Underneath our house are a couple of arched roof caves. When we first viewed the house with the agent immoblier there was a grey long eared bat hanging behind a ceiling light. We were assured that bats weren’t protected in France, but we’ve subsequently found out otherwise.
Since our initial visit, luckily for us, the bat has not been seen. There are no sign of bat droppings in the caves; unlike the loft with it’s broken window; so hopefully it was a fleeting visit.
When we first visited the house and caves there was clutter everywhere. The previous occupant spent several weeks clearing the house, with huge bonfires burning 12 hours a day, 5 days a week. The caves are now completely empty.
A couple decades ago; when I was first dating Mandy; I was an electronics engineer making tiny radio tags to track all types of animals from birds to elephants. One of our very first text exchanges went along the lines of ‘What you doing?… ‘Shaving a Bat’s neck. It’s giving me the evil eye!’…’huh? A live one?’
With radio tags, you had to use a nose hair trimmer to shave a tiny spot on the back of the bat’s head before using a tiny amount of super glue to attach the tag. After a couple days, the bat would shed it’s skin, along with the tag. The data could be used to track spread of diseases, bat populations or in this particular case see if bats were crossing from a small island (Brownsea Island) to the mainland to feed.

> Data extracts
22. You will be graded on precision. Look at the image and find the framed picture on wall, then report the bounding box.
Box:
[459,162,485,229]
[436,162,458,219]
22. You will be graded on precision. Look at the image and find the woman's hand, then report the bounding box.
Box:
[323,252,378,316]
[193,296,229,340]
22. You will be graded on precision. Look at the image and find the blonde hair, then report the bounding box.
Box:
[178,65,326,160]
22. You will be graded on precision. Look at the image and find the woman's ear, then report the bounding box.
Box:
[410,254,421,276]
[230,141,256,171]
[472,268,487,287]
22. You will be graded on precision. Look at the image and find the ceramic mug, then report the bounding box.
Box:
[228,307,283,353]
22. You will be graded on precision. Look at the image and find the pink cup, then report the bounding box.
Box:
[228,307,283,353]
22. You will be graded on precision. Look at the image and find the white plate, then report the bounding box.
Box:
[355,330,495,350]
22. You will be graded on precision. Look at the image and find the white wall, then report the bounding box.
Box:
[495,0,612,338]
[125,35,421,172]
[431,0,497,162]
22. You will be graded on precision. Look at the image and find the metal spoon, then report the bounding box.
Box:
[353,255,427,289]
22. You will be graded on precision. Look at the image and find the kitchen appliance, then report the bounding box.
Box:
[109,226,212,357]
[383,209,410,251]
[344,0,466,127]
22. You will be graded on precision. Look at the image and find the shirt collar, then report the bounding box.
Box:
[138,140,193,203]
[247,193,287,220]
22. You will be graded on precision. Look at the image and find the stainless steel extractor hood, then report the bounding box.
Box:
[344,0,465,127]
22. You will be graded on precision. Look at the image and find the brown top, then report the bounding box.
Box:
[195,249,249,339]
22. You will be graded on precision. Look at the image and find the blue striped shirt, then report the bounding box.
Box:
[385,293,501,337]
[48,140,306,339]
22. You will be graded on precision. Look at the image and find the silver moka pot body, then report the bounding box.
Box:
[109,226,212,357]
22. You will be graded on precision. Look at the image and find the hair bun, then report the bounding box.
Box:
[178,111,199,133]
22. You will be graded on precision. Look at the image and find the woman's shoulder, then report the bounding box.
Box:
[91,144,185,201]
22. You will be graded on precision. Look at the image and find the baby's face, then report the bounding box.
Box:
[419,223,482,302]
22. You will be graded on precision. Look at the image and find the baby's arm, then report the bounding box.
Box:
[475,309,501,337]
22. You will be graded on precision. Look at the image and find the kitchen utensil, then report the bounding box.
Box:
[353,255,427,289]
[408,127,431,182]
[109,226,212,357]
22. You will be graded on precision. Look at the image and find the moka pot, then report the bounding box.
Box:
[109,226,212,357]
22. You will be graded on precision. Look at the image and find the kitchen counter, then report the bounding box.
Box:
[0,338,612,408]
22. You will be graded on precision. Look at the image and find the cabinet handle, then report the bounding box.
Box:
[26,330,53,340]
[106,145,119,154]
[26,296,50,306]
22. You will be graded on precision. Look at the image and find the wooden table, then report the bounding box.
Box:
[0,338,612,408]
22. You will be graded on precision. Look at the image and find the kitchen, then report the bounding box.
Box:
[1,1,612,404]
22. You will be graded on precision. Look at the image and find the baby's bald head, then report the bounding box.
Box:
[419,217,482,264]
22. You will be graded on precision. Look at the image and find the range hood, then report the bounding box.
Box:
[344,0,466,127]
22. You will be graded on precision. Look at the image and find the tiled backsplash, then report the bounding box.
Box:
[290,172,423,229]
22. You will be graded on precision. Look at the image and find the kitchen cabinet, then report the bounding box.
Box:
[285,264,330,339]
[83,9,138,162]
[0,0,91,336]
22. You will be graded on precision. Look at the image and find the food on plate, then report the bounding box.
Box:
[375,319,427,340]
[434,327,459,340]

> Prompt
Please transcribe the passage about the caves and the bat from "Since our initial" to "a fleeting visit.". The lines are not needed for what comes next.

> Answer space
Since our initial visit, luckily for us, the bat has not been seen. There are no sign of bat droppings in the caves; unlike the loft with it’s broken window; so hopefully it was a fleeting visit.